> [WHAT YOU HAVE TO DO] Copy the records below word for word, beginning with the line containing "point: the white baseboard, center" and continuing through the end of the records. Leave out the pictures.

Some records
------------------------------

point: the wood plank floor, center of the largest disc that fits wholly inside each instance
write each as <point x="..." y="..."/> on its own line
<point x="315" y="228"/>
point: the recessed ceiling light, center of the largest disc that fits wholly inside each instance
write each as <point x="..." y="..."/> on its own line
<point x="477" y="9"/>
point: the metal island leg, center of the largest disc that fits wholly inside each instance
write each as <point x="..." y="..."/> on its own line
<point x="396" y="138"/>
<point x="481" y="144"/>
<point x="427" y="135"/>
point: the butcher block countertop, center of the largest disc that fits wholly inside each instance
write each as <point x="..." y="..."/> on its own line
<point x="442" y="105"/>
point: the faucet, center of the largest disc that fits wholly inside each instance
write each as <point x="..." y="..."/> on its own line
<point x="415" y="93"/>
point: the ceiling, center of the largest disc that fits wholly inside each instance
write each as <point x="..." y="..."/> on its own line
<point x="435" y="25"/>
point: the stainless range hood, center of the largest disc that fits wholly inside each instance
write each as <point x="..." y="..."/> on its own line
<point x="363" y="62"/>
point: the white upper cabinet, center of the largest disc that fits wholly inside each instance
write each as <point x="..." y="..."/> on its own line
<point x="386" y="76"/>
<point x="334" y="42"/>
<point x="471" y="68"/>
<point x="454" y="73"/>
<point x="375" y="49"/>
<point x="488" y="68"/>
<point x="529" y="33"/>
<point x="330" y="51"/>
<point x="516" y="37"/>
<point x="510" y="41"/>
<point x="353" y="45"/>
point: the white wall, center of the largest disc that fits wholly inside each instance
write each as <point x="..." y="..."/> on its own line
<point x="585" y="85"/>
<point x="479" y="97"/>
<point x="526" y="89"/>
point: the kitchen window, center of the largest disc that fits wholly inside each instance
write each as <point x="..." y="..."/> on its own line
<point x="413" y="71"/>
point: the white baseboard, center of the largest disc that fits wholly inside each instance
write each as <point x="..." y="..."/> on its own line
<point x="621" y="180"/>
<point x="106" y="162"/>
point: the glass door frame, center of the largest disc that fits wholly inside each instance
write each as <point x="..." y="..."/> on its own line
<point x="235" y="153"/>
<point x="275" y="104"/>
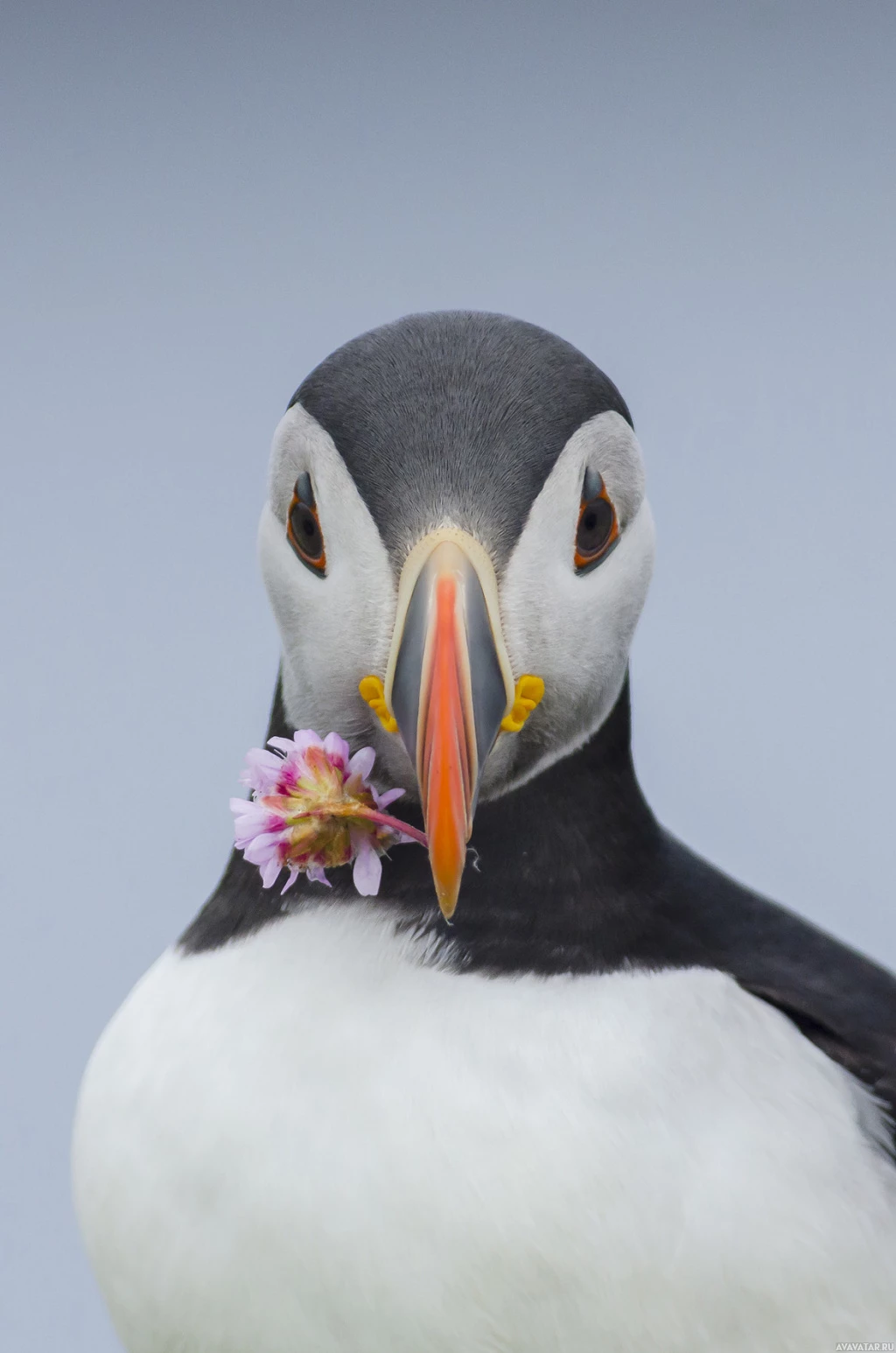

------------------------------

> [CORRECT OUTPUT]
point: the white baseboard, center of the largest disc that fits wholly inside each instance
write each as <point x="..." y="..."/> on its own line
<point x="621" y="180"/>
<point x="106" y="162"/>
point: the glass door frame, center of the largest disc that fits wholly inside each instance
write each as <point x="..." y="..."/> on its own line
<point x="235" y="153"/>
<point x="275" y="104"/>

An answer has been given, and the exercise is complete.